= WHAT TO PRODUCE =
Produce an exact copy of the first line of the data below and each line after it, please, up to and including the one with "86L869 78L836 108L844".

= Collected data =
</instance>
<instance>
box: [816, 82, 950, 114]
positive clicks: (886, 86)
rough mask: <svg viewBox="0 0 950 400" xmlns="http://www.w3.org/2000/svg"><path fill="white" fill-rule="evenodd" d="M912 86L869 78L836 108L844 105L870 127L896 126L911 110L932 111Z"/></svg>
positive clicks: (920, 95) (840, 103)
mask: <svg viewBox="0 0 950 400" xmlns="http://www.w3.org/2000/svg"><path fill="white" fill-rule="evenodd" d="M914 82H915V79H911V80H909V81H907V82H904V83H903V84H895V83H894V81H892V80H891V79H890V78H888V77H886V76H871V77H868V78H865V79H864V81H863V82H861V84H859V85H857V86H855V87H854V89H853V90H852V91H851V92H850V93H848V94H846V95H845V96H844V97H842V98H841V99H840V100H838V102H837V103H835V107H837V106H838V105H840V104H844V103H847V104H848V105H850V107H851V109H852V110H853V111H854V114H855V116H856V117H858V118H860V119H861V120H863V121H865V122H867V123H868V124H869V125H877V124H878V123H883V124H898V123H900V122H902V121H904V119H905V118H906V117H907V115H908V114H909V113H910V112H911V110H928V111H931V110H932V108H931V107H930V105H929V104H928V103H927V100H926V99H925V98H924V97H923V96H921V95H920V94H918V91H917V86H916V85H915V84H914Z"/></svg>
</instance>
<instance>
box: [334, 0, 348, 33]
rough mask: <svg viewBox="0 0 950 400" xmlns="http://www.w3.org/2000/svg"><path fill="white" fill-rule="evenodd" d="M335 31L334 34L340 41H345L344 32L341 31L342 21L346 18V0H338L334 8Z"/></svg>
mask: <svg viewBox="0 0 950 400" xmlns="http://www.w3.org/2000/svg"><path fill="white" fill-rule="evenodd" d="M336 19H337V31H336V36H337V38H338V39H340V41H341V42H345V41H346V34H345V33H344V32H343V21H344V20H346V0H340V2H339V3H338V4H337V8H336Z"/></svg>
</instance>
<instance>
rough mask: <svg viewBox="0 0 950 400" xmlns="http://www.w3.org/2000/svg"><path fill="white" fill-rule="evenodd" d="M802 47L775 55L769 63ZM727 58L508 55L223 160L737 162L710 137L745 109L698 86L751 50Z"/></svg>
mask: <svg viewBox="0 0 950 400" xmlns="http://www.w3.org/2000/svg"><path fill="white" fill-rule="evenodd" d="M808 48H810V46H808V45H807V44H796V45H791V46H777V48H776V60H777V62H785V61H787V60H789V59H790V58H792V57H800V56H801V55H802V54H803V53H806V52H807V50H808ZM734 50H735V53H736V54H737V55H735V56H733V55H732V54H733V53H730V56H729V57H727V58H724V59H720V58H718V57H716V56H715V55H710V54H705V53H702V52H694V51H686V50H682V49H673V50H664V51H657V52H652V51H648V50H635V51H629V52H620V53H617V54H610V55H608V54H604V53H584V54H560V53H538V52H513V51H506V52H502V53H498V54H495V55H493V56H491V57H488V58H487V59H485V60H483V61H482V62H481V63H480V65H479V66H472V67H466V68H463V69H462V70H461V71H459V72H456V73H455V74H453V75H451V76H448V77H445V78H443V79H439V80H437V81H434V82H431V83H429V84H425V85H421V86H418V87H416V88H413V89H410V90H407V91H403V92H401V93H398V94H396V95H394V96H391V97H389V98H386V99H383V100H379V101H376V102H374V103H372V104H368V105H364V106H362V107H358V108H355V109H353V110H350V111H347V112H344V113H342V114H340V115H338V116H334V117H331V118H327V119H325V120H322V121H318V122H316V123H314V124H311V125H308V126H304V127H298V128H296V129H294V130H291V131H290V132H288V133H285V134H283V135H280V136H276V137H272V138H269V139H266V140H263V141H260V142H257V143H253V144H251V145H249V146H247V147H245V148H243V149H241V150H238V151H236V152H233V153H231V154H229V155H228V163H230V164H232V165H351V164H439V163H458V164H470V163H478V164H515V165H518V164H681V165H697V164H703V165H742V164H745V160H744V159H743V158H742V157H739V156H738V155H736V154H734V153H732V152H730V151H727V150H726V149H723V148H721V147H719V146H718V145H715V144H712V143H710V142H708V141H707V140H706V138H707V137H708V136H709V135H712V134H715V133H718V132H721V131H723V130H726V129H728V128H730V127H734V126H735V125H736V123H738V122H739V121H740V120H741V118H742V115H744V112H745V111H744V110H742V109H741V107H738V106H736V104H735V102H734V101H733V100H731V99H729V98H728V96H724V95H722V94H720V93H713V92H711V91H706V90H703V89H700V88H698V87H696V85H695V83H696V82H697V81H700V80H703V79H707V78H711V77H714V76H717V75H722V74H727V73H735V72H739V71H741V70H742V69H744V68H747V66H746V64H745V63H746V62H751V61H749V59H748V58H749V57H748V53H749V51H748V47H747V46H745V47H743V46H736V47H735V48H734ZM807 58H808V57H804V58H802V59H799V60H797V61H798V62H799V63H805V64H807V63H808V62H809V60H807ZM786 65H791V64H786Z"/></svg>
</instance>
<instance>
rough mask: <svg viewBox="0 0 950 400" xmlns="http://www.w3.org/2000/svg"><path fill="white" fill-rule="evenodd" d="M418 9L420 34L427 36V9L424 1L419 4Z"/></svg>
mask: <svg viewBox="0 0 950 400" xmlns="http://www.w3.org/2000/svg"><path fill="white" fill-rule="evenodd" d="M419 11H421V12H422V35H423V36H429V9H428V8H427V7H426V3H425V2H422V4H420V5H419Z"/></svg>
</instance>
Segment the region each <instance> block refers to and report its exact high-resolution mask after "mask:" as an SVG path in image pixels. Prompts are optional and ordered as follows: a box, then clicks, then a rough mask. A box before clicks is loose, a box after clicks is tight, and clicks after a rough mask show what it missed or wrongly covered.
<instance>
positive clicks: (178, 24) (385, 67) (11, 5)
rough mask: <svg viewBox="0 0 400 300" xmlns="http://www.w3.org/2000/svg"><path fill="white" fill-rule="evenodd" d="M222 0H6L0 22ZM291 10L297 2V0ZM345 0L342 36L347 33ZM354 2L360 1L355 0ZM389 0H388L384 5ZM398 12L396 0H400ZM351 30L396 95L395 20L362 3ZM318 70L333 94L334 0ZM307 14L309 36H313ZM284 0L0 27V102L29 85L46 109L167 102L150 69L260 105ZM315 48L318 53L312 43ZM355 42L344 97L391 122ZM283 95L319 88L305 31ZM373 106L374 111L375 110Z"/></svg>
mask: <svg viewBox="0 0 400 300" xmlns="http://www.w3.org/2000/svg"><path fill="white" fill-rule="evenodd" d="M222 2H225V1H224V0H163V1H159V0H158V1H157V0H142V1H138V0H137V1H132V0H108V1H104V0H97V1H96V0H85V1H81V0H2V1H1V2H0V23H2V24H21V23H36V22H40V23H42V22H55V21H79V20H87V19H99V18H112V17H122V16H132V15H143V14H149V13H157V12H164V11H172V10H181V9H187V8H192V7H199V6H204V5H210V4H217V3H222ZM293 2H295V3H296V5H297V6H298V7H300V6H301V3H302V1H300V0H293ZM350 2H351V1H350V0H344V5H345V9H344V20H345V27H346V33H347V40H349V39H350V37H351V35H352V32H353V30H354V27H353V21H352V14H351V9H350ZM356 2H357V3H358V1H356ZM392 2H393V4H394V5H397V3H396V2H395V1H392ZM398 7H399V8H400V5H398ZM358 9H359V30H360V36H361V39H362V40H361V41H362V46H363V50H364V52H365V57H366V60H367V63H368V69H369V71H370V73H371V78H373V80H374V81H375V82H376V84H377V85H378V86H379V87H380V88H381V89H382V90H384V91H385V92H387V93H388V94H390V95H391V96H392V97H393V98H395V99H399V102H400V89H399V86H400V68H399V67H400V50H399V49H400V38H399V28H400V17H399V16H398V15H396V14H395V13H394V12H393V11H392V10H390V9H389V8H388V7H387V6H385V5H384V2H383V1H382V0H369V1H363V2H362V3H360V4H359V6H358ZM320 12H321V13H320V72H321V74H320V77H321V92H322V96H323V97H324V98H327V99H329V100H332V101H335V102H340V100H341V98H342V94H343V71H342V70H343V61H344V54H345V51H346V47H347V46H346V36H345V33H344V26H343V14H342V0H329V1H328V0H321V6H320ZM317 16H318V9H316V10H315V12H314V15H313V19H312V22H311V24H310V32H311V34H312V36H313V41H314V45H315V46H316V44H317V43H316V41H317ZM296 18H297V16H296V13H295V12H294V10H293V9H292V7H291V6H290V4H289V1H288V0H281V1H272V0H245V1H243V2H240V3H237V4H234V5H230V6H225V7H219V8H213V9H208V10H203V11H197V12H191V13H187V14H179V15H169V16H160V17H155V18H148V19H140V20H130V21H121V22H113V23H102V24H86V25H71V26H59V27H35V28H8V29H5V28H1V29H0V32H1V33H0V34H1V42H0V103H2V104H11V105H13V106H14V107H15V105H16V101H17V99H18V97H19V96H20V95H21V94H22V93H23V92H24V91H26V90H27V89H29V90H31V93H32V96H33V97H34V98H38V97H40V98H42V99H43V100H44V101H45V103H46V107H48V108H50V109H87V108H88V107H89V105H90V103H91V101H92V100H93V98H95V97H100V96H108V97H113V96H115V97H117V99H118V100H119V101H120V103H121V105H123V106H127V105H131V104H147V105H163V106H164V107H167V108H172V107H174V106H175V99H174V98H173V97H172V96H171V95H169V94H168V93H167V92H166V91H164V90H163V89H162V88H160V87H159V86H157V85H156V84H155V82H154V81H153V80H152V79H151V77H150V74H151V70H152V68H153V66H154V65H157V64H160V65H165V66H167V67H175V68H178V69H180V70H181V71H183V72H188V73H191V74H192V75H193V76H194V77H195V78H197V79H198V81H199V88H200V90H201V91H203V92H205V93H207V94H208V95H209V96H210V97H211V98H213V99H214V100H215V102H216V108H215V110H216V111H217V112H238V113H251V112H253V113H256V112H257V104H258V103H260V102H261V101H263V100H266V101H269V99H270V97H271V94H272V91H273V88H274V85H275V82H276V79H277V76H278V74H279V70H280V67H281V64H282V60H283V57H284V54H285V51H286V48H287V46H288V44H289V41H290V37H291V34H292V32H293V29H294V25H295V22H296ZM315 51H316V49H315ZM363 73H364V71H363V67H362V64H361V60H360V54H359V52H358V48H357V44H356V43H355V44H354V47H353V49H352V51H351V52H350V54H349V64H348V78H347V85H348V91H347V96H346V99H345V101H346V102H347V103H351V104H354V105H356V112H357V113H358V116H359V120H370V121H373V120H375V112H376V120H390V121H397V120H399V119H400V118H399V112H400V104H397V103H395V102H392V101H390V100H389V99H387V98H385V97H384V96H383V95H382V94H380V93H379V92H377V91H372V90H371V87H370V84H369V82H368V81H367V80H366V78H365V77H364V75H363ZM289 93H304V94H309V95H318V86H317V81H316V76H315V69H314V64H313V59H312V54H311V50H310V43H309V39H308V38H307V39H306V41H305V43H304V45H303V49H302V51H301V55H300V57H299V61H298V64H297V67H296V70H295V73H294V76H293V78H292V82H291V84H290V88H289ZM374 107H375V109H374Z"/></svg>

= EXERCISE SOLUTION =
</instance>
<instance>
box: [816, 82, 950, 114]
positive clicks: (886, 86)
rough mask: <svg viewBox="0 0 950 400" xmlns="http://www.w3.org/2000/svg"><path fill="white" fill-rule="evenodd" d="M912 86L869 78L836 108L844 105L870 127L896 126L911 110L932 111Z"/></svg>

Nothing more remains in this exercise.